Problem 1: In the text on how the brain processes humor, how many cartoons did participants view during imaging?
Problem 2: Summarize the text on how the brain processes humor in two sentences.
Problem 3: Carry on the text about gender differences in how the brain processes humor, starting after its last sentence.

New research has found that men's and women's brains process humor in different ways, and that personality types may also play a distinctive role in how people perceive things as funny or not.
When shown a funny cartoon, women showed more activation in the parts of the brain involved with feelings of reward, as well as language processing and working memory.
The findings, appearing in this week's issue of The Proceedings of the National Academy of Sciences, have implications that are no laughing matter.
"It's been well-documented that women tend to experience symptoms of depression twice as much as men," says Eiman Azim, a doctoral student in neuroscience at Harvard University who conducted the study while an undergraduate student at Stanford University. "This type of questioning might help us understand why emotive processing in women is different, and why they experience depression differently."
The research may also one day help individuals with cataplexy: a condition in which a sudden loss of motor control is set off by strong emotions, especially humor, the researchers says.
Both the brain's prefrontal cortex (important for language processing and memory) and the mesolimbic reward center are known to be activated by humor.
While some past studies had shown gender differences in how humor is used and appreciated, no one has yet looked at gender-based differences in how the brain responds to humor.
For this study, 10 females and 10 males underwent functional magnetic resonance imaging while viewing 70 black-and-white cartoons. They were asked to rate each cartoon on a "funny scale," with 10 being the highest rating.

Recorded data:
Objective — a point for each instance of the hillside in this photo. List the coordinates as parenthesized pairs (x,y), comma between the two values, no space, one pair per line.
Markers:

Answer box 1: Participants viewed 70 black-and-white cartoons.

Answer box 2: New research found that men's and women's brains process humor differently: when shown a funny cartoon, women showed more activation in brain areas tied to reward, language processing, and working memory. In the study, 10 females and 10 males underwent functional magnetic resonance imaging while rating 70 black-and-white cartoons on a "funny scale," and the findings may help explain why women experience depression differently and may one day help people with cataplexy.

Answer box 3:
The behavioral responses to the cartoons, including reaction times, were essentially equivalent in the two groups. "It's not that they were getting something different out of the humor, or enjoying it differently," Azim says. Many of the same brain regions were also used.
But there were differences, and the differences were surprising.
During funny cartoons, women showed greater activation in the prefrontal cortex and the nucleus accumbens, which is part of the mesolimbic reward center.
"It was surprising to find it in the two regions where we found it, but finding differences was not surprising," Azim says.
"Men's and women's brains have evolved to process cognitive and emotive information somewhat differently. Looking at humor starts to reveal subtle differences in processing strategies."
The nucleus accumbens finding was the most surprising. This region is activated in all kinds of rewards, such as when you win at gambling or take cocaine.
"Females tended to activate this region more than men, and men tended to inactivate it during unfunny cartoons," Azim says. Women also had more activation the funnier the cartoon was, while men tended to deactivate the center when they encountered an unfunny cartoon.
What does this mean?
"Females seem to be anticipating the reward less than men, and have greater activation when they get it," Azim explains. If women's reward centers are more sensitive to stimuli, this may help explain the higher rate of depression among women, Azim says.
"It's a hypothesis, and more studies need to be done to verify it," Azim cautions. "It indicates that there is a distinct strategy in ways men and women process humor, even though they are enjoying it the same."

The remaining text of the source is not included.